▸ **PROBLEMS**
1. Answer these questions from the forum thread about the Bersa Thunder CC for a left-hander, each on its own line:
(a) Which pistol is Haas thinking of using for concealed carry?
(b) Why does the safety on that pistol worry Haas?
(c) Whose customer service does chessail77 suggest calling?
2. For each statement below, say yes or no according to the forum thread about the Bersa Thunder CC for a left-hander, and quote the words of the thread that decide it:
(a) Haas says the safety on the cc 380 is ambidextrous.
(b) chessail77 thinks the question Haas asked is a dumb one.
(c) chessail77 says many carry guns depend on a stronger first pull in place of a safety.
3. Extend the forum thread about the Bersa Thunder CC for a left-hander from the point where it stops.

▸ **DOCUMENT**
________________________
# Bersa thunder cc for a leftie?



## Haas (Jun 24, 2009)

I'm really considering a cc 380 for my ccw. But, the safety is not ambidextrous, and I'm a left hander. Should I stay clear of this, or is there a system that can be worked out for a left hander to be effective?


----------



## Haas (Jun 24, 2009)

No one has any advice on this? Maybe it's a dumb question?:mrgreen:


----------



## chessail77 (Mar 15, 2011)

Not a dumb question at all....a lot of ccws don't have or use a safety but depend on the stronger first pull on a DA/SA pistol to act as a safety and with proper training and holster it is safe....how important is the safety for you to carry it or you can call Bersa customer service and see if it can be switched or train to release it from right side.....safe shooting.....JJ


----------



## TGeneC (Mar 28, 2012)
________________________
▸ **LISTED RECORDS**
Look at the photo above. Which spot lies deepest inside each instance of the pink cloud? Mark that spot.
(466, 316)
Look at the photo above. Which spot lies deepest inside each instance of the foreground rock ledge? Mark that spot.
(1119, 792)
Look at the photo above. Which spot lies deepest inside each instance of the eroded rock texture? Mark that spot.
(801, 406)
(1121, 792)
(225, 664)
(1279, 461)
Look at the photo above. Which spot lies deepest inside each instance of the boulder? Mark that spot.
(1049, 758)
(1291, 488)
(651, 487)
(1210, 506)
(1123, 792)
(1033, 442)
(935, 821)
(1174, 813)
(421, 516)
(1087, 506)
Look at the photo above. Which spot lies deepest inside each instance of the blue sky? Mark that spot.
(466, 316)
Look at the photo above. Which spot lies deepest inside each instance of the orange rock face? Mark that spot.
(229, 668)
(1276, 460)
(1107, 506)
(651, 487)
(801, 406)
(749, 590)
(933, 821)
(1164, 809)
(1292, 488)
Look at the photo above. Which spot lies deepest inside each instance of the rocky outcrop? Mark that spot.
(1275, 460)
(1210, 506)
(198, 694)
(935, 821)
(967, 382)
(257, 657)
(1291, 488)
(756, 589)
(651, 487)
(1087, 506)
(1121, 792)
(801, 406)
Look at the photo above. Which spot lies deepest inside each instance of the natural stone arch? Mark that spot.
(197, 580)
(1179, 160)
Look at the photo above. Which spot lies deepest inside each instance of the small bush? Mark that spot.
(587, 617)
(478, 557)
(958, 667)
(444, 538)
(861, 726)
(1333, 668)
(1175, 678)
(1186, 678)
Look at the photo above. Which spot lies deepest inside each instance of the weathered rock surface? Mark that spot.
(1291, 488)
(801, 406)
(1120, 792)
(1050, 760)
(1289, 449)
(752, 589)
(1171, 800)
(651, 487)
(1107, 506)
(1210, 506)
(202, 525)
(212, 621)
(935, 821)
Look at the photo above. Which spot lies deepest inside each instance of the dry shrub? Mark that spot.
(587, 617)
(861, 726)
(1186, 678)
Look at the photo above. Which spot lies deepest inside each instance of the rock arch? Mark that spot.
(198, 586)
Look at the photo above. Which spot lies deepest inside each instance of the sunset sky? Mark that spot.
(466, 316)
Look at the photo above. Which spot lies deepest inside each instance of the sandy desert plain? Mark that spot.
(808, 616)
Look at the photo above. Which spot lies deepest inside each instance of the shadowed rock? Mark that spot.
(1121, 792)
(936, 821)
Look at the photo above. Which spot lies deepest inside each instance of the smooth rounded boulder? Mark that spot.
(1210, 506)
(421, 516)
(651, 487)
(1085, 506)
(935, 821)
________________________
▸ **TASK-BY-TASK RESULTS**
1.
(a) A cc 380.
(b) The safety is not ambidextrous, and Haas is left-handed.
(c) Bersa's.

2.
(a) No: "the safety is not ambidextrous"
(b) No: "Not a dumb question at all"
(c) Yes: "a lot of ccws don't have or use a safety but depend on the stronger first pull on a DA/SA pistol to act as a safety"

3.
All the Thunder .380's have the safety on the left side, but it completely disengages the trigger, so it's really not a great way to carry concealed. The full trigger pull is significant enough that the gun is just not going to fire until you pull it all the way back. In a decent holster you've got nothing to worry about. I have not tried it on any of mine, but I'm pretty sure that you can change the magazine release button from right to left with a screwdriver? 

The UC Pro line is ambidextrous but they are not the best choice for an IWB holster.


----------



## Haas (Jun 24, 2009)

Good point on the DA/SA trigger. I didn't even think of that. Thanks guys!!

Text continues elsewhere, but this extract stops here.